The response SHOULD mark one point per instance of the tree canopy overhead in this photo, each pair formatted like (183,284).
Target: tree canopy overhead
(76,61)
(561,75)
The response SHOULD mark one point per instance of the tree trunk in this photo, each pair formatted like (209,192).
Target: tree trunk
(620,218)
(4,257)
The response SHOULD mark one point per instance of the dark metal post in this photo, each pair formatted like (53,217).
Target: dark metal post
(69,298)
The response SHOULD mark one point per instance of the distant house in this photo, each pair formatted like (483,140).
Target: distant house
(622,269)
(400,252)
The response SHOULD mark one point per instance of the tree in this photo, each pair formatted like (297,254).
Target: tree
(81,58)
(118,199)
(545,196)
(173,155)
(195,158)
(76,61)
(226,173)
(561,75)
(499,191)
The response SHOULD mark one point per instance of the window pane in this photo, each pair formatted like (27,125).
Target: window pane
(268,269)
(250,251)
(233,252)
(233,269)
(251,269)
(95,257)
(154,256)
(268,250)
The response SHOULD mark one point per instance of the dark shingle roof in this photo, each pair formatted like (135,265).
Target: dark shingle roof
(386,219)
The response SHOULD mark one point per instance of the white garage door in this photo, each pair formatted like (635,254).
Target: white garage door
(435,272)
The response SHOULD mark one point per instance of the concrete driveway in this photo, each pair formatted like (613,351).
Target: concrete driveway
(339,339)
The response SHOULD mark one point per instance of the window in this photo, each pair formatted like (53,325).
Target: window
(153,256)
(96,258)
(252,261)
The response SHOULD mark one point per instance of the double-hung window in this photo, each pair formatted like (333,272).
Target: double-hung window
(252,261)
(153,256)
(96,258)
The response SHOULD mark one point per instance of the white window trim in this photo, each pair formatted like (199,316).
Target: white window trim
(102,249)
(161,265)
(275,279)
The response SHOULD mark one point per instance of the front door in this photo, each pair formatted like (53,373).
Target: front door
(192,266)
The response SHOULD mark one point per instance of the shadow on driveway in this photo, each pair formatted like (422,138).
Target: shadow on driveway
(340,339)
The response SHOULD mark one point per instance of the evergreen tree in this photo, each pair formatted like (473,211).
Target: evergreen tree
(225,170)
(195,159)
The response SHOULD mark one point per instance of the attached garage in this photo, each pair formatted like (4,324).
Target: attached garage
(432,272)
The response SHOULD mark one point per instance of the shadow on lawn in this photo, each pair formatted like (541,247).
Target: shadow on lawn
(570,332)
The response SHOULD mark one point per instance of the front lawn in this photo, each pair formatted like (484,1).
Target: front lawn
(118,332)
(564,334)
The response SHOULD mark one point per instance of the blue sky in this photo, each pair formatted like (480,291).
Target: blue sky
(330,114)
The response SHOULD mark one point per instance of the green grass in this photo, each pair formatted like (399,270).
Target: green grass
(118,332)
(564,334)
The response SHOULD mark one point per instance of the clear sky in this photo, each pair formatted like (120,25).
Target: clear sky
___
| Goal of the exercise |
Copy out each line of the records where the word "clear" appears.

| Response to the task |
The response SHOULD mark one point per instance of the clear sky in this photo, each pair formatted like (120,25).
Target: clear sky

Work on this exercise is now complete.